PROBLEM REQUIREMENTS =
Which lines in the material below contain the word "pastry"? Pick out each one and copy it.

── SUPPLIED RECORDS

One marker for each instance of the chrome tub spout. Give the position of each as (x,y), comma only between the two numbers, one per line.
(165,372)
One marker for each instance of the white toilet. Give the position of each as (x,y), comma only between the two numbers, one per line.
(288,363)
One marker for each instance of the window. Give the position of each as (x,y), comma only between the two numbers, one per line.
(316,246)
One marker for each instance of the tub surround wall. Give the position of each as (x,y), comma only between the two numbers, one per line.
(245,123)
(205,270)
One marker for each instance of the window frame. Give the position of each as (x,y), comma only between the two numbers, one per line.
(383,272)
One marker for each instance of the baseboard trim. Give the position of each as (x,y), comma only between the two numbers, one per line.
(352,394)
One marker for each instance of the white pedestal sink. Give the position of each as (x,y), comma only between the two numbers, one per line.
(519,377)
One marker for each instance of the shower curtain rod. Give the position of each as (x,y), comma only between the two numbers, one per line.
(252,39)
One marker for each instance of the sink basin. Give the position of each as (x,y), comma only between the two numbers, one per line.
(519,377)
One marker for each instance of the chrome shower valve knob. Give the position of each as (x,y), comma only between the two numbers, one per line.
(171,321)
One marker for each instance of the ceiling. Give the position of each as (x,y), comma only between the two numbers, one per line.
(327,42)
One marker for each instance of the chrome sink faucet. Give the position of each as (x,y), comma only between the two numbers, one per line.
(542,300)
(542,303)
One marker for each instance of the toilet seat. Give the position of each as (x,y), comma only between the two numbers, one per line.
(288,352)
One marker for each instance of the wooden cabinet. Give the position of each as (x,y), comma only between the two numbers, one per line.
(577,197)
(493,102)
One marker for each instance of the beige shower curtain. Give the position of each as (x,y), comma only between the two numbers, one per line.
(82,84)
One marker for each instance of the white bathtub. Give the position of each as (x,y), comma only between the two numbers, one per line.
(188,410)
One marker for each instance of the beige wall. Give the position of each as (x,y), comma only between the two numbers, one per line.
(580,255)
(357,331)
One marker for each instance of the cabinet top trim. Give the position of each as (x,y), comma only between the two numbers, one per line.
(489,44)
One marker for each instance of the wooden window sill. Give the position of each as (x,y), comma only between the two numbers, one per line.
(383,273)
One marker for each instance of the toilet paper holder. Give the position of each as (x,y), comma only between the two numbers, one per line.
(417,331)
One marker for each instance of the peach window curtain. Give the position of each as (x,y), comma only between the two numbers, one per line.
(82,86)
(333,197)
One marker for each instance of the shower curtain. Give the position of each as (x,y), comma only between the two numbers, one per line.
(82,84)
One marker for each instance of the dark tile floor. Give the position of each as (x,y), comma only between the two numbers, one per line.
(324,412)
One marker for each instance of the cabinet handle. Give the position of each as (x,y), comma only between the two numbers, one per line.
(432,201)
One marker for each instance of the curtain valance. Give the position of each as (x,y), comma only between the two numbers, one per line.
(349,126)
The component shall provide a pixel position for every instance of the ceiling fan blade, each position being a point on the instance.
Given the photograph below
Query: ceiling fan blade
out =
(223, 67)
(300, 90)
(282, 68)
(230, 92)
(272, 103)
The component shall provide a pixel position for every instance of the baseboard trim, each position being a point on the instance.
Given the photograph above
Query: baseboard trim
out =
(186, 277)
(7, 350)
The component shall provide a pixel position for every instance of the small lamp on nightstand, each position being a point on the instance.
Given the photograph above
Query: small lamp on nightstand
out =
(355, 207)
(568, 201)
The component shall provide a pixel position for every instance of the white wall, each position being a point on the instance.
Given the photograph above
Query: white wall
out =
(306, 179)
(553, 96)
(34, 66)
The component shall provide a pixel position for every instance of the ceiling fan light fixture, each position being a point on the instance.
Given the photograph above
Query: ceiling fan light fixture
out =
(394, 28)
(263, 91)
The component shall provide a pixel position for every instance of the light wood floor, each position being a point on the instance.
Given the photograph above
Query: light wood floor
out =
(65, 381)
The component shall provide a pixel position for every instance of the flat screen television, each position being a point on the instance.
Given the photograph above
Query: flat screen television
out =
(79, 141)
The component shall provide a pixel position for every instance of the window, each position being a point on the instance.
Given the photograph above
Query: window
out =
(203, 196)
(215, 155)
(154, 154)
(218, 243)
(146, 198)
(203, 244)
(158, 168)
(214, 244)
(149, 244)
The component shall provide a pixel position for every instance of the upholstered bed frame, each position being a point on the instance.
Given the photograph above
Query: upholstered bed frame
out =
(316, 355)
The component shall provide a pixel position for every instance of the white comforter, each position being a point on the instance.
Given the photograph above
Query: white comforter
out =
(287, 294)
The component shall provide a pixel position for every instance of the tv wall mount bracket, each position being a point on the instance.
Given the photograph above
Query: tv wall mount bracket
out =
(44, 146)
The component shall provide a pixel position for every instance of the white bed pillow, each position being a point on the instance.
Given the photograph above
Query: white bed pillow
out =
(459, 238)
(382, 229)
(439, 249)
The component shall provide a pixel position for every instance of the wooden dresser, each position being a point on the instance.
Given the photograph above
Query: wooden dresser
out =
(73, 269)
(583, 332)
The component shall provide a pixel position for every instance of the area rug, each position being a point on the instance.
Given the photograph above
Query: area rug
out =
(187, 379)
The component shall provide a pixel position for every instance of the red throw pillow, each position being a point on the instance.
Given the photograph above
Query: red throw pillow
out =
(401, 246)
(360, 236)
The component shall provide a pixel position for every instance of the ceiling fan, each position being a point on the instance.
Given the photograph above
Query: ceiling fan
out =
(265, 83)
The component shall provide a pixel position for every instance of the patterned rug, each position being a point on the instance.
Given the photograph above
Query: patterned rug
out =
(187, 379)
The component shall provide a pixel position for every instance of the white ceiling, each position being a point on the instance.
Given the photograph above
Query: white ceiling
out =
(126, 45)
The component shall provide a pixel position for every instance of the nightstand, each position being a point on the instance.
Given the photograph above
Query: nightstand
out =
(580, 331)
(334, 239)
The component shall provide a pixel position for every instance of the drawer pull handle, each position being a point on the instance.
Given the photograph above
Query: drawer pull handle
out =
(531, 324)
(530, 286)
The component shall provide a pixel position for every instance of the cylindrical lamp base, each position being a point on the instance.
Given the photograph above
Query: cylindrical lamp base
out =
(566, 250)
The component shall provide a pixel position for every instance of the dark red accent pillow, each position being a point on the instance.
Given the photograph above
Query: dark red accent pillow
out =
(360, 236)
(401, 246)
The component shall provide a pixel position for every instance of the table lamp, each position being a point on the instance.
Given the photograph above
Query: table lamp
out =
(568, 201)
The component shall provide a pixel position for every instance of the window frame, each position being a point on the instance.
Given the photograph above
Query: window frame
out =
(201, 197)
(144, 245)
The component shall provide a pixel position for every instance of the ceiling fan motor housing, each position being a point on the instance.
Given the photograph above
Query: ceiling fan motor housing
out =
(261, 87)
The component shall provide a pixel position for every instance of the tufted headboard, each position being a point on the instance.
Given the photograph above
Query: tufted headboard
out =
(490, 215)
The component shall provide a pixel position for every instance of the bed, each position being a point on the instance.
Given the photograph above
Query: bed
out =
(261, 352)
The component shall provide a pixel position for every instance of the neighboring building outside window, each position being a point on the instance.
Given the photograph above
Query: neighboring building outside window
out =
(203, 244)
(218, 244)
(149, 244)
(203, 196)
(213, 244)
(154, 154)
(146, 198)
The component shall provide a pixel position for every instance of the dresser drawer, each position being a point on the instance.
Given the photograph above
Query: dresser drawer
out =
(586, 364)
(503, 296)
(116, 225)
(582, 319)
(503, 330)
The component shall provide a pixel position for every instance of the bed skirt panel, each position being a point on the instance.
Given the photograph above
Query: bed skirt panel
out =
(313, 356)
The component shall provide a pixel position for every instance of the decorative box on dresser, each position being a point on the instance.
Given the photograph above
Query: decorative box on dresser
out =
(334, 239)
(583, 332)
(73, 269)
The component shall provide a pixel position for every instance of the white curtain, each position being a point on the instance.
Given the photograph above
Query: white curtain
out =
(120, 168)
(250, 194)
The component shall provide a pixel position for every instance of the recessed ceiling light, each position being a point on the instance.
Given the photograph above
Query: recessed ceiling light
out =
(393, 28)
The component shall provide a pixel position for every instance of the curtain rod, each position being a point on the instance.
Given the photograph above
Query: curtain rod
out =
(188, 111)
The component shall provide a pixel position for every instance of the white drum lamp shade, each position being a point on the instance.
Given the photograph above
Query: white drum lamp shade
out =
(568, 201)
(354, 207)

────
── SUPPLIED RECORDS

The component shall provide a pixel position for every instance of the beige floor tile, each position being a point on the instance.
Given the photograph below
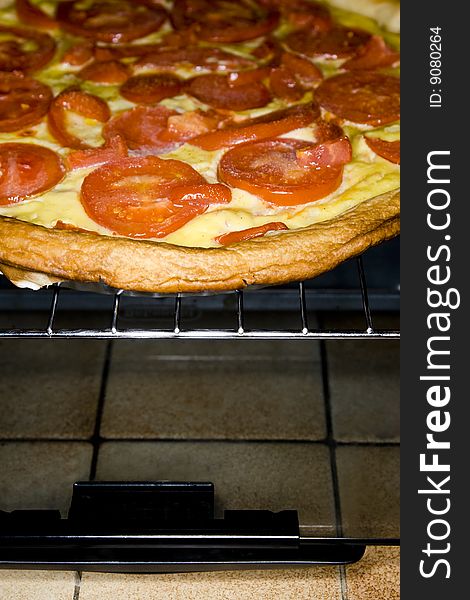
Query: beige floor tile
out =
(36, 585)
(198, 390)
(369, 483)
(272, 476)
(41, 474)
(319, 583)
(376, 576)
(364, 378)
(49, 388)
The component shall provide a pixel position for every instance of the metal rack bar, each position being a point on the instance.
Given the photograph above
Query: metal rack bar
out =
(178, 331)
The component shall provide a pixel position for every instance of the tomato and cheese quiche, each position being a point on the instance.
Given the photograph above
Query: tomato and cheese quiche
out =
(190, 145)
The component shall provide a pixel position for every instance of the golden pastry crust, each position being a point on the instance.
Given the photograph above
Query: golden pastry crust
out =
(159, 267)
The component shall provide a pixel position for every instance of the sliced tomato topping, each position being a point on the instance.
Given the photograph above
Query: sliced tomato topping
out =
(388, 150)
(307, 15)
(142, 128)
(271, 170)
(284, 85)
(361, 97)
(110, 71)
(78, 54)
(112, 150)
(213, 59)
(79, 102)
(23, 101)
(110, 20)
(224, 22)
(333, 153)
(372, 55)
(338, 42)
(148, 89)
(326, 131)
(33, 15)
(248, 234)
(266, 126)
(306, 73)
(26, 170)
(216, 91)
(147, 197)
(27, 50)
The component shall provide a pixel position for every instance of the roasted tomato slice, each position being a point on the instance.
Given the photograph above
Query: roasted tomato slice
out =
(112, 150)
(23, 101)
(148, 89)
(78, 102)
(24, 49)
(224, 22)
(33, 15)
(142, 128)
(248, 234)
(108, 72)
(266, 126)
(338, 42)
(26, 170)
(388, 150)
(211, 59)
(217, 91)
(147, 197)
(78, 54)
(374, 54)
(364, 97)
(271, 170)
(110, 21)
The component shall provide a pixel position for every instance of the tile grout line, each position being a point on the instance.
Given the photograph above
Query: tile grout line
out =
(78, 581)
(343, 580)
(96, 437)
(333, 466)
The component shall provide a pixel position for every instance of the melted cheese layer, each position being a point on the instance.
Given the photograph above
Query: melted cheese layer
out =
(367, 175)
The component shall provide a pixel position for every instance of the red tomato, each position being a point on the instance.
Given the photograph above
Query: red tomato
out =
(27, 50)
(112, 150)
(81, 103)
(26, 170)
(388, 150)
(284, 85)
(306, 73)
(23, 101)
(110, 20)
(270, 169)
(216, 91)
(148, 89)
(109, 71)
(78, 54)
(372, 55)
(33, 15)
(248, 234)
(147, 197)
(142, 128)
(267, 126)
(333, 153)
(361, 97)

────

PROBLEM SOLUTION =
The component shall provide a pixel position for every instance of the golden pastry crust, each position being a point on the instance.
Query: golden pastry crust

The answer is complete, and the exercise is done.